GIVEN PROBLEM: Quote the entries that follow exactly, leaving none out.

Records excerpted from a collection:
===============
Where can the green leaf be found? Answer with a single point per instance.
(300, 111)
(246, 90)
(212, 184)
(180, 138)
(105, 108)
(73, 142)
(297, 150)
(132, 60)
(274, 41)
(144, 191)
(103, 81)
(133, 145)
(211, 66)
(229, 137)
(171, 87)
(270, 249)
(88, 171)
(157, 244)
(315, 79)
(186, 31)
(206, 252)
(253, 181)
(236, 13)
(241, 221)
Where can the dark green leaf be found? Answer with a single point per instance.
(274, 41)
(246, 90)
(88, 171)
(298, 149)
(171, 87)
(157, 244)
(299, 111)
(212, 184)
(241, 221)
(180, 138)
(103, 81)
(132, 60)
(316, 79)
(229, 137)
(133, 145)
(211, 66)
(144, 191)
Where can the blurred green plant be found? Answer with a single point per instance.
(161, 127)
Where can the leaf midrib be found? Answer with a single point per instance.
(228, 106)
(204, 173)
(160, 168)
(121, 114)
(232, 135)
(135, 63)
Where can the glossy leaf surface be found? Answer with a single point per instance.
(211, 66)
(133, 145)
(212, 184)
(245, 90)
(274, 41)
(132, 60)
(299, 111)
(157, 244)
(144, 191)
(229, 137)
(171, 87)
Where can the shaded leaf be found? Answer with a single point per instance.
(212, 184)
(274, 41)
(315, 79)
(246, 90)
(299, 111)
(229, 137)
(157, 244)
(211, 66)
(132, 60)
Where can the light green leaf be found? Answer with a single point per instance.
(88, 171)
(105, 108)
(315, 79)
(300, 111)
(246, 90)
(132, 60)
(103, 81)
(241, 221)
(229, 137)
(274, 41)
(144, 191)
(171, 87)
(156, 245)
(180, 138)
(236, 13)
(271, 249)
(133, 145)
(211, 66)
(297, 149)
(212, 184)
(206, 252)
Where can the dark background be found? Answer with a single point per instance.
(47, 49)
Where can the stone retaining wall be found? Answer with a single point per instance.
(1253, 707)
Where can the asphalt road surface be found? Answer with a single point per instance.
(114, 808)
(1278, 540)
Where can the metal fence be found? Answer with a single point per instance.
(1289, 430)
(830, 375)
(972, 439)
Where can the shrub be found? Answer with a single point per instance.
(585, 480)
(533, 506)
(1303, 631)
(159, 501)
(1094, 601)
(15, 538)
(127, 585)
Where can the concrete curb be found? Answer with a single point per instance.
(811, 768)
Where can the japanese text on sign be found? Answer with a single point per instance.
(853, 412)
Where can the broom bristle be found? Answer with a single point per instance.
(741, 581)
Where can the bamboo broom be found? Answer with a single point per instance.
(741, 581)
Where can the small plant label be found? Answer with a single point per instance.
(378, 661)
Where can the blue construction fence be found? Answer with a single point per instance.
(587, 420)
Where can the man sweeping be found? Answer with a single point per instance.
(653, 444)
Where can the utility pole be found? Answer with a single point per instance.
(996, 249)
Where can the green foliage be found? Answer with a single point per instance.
===============
WRITTEN SOLUTION:
Where can the green leaf be found? Answer with a single point per instance.
(300, 111)
(246, 90)
(212, 184)
(180, 138)
(105, 108)
(73, 142)
(297, 150)
(132, 60)
(274, 41)
(144, 191)
(103, 81)
(133, 145)
(211, 66)
(229, 137)
(171, 87)
(270, 249)
(88, 171)
(157, 244)
(315, 79)
(186, 31)
(206, 252)
(253, 181)
(236, 13)
(241, 221)
Where can the dark green leaf be found? Answer with a single point per instance.
(274, 41)
(246, 90)
(88, 171)
(298, 149)
(171, 87)
(157, 244)
(299, 111)
(212, 184)
(241, 221)
(180, 138)
(103, 81)
(132, 60)
(316, 79)
(229, 137)
(133, 145)
(211, 66)
(144, 191)
Where can the blurred green plant be found? Answer with a single point per instance.
(161, 127)
Where can the leaf midrib be found? Answer with a single point per instance.
(228, 106)
(204, 173)
(160, 168)
(121, 114)
(232, 135)
(135, 63)
Where can the glossy leaf surface be found? Answer with a single point per instance.
(211, 66)
(133, 145)
(212, 184)
(245, 90)
(274, 41)
(132, 60)
(299, 111)
(157, 244)
(144, 191)
(229, 137)
(171, 87)
Where can the shaded leaf be found? Answer with a single point per instance.
(212, 184)
(274, 41)
(315, 79)
(246, 90)
(299, 111)
(229, 137)
(157, 244)
(211, 66)
(132, 60)
Where can the light green leaf be found? Answer with a single point per instance.
(88, 171)
(105, 108)
(315, 79)
(300, 111)
(246, 90)
(132, 60)
(103, 81)
(241, 221)
(229, 137)
(274, 41)
(144, 191)
(171, 87)
(156, 245)
(180, 138)
(236, 13)
(271, 249)
(133, 145)
(211, 66)
(297, 149)
(212, 184)
(206, 252)
Where can the dark background be found? Answer with a single point per instance.
(47, 49)
Where can the stone retaining wall be found? Answer with a single point per instance.
(1253, 707)
Where can the asphalt road surface be found? Answer with a single point per instance.
(114, 808)
(1278, 540)
Where can the metal fence be found? Answer with a single point per instance.
(1289, 430)
(830, 375)
(972, 439)
Where can the shrub be found? Answer with a single point per instance.
(585, 480)
(533, 506)
(1303, 631)
(159, 501)
(1094, 601)
(15, 538)
(127, 585)
Where can the concrete curb be found? Answer with a single point per instance.
(811, 768)
Where can the japanese text on sign be found? Answer with a single point per instance.
(853, 412)
Where can the broom bristle be found? Answer with a single point per instance.
(741, 581)
Where can the bamboo broom be found? Answer with a single point per instance.
(741, 581)
Where can the small plant label be found? Answer with a single point per instance.
(378, 661)
Where can the blue construction fence be found? Answer with a single point per instance.
(587, 420)
Where can the man sweeping be found? Answer with a single point per instance.
(653, 444)
Where can the utility pole be found? Answer with a single point per instance.
(996, 249)
Where can the green foliage be found? Answer with a single point per instance.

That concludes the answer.